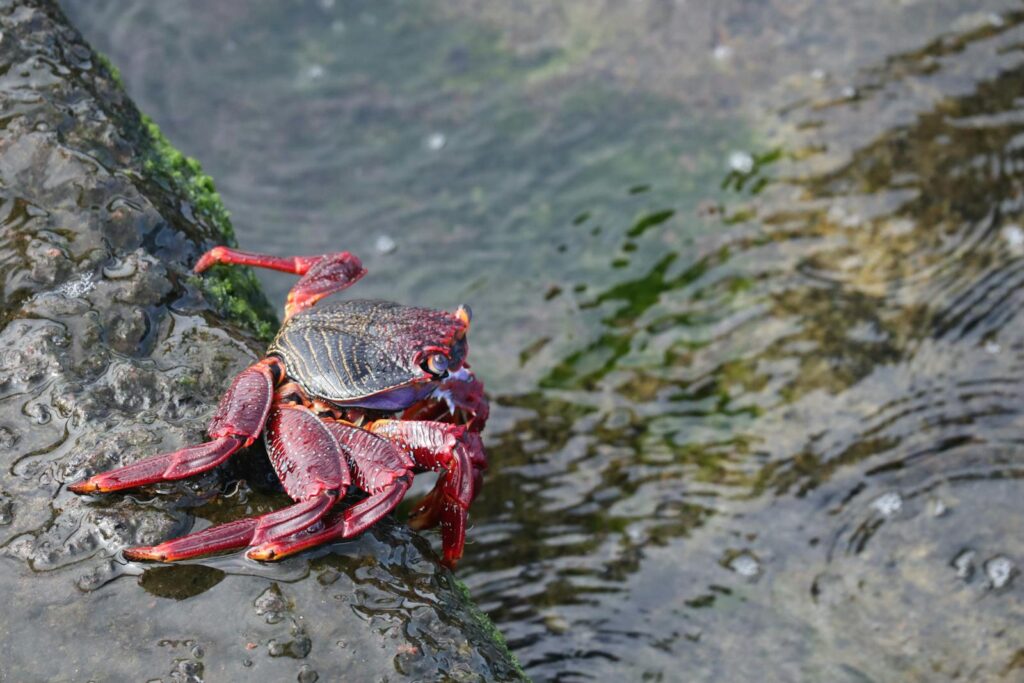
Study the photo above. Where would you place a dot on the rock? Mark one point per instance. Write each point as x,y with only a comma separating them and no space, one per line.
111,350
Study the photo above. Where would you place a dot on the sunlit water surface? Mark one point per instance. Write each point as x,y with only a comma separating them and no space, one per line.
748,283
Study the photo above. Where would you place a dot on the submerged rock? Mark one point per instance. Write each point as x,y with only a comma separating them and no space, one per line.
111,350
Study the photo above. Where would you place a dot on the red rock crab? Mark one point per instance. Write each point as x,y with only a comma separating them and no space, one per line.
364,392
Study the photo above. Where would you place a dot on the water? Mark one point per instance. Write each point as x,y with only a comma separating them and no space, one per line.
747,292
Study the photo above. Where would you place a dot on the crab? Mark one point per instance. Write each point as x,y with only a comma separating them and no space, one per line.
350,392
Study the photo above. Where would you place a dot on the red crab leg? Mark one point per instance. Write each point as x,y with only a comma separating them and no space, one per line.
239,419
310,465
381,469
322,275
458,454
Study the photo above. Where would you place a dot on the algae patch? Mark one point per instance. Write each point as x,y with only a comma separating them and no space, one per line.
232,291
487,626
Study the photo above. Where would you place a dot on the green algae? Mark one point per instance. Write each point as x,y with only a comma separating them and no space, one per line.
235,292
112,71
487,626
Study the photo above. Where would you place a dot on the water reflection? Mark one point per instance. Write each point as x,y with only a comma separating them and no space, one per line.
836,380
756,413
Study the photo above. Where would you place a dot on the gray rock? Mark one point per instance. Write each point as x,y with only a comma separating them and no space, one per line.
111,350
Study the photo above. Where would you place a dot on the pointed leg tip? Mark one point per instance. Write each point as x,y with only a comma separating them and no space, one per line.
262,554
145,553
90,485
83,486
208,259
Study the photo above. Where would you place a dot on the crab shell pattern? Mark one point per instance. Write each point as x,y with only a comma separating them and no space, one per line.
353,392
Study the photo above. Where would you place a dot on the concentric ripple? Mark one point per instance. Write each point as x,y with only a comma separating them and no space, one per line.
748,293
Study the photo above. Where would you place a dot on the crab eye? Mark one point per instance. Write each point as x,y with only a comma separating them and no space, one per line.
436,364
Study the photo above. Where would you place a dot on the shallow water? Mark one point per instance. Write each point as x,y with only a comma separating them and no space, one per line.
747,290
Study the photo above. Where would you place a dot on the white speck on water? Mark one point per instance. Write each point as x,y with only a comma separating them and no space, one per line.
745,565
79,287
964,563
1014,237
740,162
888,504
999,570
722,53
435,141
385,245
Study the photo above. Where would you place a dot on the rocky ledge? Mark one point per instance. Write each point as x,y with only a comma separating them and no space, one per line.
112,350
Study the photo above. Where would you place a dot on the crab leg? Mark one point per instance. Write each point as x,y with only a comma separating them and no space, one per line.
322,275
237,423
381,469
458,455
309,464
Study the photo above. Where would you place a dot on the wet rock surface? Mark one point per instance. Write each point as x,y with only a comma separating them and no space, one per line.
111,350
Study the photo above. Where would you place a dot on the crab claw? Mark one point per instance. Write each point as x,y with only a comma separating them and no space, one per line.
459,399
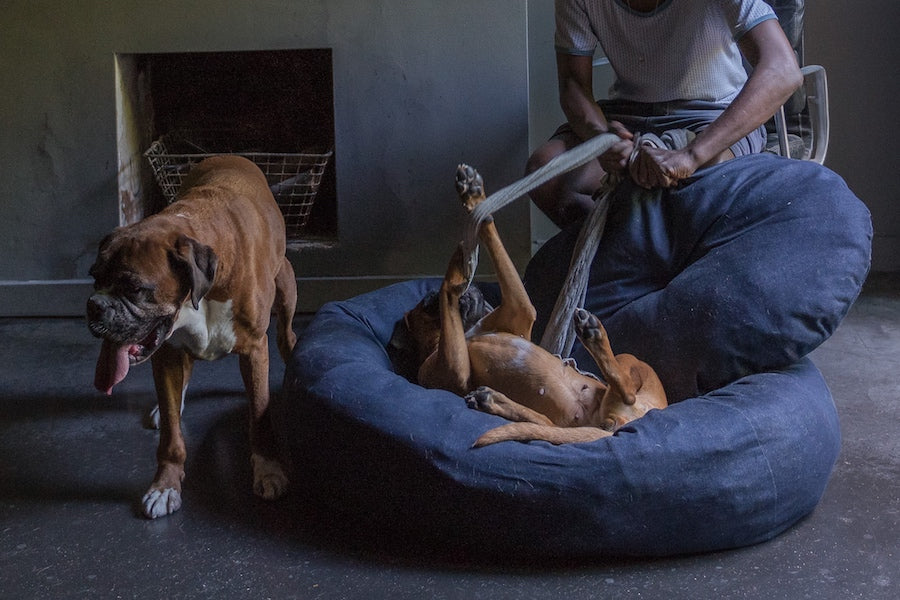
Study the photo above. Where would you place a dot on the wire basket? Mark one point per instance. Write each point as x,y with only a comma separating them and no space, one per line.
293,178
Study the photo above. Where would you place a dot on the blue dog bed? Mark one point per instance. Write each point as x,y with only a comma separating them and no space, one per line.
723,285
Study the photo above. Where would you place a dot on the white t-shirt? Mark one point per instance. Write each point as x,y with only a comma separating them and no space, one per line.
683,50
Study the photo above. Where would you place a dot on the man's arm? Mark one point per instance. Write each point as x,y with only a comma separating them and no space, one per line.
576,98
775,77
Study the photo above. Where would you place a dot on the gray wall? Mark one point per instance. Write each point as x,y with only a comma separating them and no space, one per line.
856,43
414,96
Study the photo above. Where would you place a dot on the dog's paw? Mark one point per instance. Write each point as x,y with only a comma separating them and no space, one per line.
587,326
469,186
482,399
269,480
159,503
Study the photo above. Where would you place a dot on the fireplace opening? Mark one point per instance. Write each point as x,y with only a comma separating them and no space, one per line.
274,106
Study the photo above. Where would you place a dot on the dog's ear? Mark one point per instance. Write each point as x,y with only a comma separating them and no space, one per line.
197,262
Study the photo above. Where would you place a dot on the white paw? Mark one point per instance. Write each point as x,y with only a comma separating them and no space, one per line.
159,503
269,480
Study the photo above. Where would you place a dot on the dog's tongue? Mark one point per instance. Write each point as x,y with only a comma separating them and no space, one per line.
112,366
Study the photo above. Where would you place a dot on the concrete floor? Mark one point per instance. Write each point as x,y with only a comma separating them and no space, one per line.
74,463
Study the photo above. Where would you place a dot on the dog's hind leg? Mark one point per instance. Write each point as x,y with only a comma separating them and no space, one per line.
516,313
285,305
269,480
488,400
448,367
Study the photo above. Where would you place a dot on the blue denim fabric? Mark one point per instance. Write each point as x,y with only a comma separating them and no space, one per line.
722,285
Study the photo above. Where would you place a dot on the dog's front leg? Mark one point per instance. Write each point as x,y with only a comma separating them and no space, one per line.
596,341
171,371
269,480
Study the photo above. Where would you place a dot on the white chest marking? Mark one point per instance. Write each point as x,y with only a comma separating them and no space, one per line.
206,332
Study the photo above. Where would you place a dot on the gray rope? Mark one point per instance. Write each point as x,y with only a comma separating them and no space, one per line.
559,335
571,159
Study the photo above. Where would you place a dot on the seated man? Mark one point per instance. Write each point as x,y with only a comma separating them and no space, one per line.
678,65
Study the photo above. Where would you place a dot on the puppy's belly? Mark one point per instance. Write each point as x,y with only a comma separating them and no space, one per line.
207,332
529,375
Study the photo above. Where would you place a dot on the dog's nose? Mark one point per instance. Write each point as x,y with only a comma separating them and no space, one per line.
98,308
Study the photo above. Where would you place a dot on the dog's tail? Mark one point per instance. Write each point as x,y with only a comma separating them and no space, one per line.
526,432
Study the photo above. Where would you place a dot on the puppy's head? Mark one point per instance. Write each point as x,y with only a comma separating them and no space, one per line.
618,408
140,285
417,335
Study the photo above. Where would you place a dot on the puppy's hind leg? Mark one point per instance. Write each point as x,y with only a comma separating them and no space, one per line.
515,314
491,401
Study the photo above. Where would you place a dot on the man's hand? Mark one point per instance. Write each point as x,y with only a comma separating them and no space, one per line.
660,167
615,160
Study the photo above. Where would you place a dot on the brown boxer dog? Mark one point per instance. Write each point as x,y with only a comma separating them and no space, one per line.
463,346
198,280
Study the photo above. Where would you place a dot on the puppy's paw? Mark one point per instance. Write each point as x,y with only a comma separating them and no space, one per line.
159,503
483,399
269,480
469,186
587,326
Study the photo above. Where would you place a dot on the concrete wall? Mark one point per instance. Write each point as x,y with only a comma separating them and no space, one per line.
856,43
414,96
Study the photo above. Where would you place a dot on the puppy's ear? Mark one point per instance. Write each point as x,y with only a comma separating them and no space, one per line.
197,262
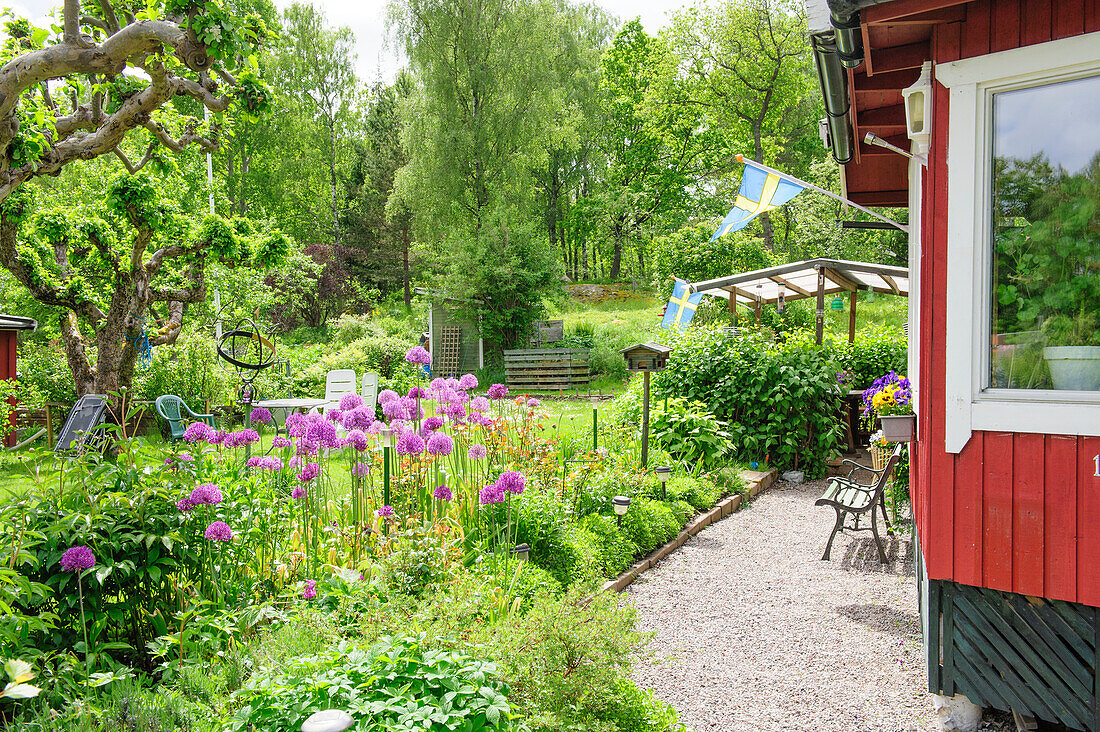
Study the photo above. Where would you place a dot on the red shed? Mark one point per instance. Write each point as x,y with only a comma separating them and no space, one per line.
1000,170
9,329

= = = =

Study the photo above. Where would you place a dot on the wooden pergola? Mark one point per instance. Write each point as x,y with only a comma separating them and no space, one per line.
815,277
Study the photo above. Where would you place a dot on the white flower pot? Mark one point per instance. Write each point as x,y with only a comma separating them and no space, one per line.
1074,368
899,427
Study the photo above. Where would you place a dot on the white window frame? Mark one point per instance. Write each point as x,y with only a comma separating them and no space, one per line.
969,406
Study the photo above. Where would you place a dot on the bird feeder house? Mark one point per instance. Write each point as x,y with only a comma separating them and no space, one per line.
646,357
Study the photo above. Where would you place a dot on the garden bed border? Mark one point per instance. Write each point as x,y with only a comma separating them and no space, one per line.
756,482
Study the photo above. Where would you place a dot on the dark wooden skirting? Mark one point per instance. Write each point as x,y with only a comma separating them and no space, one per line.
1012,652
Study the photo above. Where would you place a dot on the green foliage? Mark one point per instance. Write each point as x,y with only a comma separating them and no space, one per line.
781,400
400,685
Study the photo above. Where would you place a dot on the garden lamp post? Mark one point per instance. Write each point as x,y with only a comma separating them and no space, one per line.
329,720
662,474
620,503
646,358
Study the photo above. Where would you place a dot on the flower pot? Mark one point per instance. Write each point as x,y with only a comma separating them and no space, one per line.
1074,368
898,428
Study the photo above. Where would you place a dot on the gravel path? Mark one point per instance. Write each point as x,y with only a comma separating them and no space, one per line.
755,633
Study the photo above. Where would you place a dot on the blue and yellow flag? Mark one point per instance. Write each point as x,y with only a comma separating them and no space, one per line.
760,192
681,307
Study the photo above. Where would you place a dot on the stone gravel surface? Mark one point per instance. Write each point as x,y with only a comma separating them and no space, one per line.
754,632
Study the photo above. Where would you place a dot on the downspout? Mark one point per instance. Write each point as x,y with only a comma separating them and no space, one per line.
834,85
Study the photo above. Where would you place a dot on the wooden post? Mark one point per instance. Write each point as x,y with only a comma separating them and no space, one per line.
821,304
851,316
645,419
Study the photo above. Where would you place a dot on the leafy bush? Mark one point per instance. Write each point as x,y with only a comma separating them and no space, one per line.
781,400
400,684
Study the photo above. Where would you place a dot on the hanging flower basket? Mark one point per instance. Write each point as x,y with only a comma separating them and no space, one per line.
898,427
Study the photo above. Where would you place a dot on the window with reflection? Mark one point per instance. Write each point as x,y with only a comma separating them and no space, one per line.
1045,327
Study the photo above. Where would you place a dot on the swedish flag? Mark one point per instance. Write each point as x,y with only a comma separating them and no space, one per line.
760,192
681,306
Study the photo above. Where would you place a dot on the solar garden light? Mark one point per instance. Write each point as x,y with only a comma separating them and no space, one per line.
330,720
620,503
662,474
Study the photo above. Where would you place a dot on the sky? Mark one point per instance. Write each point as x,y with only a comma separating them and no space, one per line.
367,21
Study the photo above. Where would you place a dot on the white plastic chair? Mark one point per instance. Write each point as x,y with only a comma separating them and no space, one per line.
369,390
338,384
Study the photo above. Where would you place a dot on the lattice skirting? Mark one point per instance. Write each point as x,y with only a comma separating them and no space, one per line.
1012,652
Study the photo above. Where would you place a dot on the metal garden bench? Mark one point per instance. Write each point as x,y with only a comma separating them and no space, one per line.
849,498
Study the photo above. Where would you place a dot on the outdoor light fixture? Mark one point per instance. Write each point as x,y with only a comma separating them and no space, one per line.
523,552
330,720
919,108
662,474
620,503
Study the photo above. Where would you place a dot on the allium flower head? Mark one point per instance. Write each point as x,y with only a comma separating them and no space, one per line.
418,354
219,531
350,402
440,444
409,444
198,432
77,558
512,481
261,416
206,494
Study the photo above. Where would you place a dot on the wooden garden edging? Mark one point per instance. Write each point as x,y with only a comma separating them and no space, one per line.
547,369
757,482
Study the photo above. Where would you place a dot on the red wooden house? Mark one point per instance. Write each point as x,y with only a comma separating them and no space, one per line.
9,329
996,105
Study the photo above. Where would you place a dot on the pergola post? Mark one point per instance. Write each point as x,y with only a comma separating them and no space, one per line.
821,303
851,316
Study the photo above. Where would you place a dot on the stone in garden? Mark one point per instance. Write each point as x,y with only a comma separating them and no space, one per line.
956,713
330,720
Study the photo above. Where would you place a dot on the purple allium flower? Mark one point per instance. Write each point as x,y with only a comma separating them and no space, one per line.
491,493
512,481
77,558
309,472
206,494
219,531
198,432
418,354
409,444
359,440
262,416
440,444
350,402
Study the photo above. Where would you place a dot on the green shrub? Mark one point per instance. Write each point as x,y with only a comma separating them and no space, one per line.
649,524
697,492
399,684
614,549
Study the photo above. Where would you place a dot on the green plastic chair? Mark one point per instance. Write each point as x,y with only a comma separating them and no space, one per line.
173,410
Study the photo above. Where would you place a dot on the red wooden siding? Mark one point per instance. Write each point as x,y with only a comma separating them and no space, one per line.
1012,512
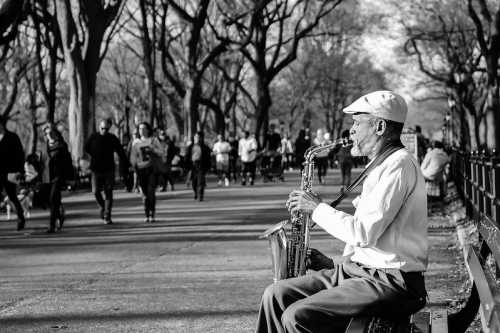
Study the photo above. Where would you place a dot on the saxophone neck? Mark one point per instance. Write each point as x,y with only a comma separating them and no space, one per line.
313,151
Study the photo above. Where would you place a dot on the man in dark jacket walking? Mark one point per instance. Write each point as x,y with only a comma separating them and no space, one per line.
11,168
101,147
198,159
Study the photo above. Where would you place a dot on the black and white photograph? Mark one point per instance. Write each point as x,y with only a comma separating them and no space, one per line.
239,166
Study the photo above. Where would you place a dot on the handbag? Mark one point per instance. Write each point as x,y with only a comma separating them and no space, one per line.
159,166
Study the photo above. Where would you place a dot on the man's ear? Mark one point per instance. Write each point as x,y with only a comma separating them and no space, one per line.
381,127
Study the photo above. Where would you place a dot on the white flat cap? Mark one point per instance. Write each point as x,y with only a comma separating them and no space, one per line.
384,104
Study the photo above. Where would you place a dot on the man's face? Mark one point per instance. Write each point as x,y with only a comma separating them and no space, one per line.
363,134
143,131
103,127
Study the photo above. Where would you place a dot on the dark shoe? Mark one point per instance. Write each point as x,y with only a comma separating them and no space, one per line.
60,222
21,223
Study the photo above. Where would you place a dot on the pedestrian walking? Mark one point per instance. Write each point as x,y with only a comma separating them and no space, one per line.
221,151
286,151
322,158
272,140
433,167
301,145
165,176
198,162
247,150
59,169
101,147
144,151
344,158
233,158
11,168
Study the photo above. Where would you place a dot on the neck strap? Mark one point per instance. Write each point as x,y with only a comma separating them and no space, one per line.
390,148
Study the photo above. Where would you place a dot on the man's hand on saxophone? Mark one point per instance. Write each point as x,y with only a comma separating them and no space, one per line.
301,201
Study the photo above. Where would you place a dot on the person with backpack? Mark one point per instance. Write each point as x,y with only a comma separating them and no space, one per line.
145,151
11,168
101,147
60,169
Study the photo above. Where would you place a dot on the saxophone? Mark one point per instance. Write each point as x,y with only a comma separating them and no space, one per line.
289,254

= = = =

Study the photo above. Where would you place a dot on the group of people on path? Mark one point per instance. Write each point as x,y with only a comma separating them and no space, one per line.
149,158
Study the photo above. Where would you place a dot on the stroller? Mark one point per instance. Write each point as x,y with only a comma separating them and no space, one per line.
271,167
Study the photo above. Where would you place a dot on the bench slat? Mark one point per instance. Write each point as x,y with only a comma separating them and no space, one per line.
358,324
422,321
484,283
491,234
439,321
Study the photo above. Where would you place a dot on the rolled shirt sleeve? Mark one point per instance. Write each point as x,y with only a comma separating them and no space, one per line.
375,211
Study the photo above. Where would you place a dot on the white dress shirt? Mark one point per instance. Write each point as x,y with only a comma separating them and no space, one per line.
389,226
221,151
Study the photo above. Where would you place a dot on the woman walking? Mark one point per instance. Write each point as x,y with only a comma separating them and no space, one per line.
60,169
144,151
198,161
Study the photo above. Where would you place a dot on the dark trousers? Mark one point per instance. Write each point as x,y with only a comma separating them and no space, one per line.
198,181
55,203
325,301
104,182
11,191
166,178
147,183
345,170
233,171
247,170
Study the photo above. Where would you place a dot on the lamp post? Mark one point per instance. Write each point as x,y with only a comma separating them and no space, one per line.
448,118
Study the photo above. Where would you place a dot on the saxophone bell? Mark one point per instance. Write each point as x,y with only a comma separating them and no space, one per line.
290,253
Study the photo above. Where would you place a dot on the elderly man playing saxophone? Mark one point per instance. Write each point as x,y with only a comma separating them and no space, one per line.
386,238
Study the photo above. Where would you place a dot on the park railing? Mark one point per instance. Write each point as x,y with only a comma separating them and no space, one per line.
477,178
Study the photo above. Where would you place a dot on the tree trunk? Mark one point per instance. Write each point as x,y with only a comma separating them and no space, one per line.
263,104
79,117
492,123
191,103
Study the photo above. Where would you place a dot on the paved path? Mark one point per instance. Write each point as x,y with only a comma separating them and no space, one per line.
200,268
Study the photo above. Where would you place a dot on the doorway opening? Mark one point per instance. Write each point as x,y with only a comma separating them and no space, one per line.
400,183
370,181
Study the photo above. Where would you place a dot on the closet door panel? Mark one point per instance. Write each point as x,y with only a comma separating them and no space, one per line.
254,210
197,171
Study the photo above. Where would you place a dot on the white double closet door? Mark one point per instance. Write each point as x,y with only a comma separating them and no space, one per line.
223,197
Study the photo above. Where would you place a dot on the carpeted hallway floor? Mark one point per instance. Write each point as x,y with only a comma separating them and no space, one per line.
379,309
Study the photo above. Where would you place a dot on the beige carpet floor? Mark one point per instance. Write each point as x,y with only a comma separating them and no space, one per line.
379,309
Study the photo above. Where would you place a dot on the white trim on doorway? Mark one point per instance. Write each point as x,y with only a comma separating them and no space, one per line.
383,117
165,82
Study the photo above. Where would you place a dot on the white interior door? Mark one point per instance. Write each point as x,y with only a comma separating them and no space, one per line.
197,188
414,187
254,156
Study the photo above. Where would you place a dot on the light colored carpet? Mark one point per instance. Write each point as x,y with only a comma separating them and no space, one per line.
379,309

= = = =

• [The request] Find every line in the records above that contains the word "stone" and copy each of those lines in full.

• [Reply to the exercise]
Study the photo above. Where would you place a dot on the stone gravel surface? Mark one point per instance. Write each point as x,y with only a comma separating them and no space, one per line.
Study the photo above. Where would you place a dot on the stone in garden? Mark one point per instance. Write each point as x,y with only a comma separating them and no space, one per line.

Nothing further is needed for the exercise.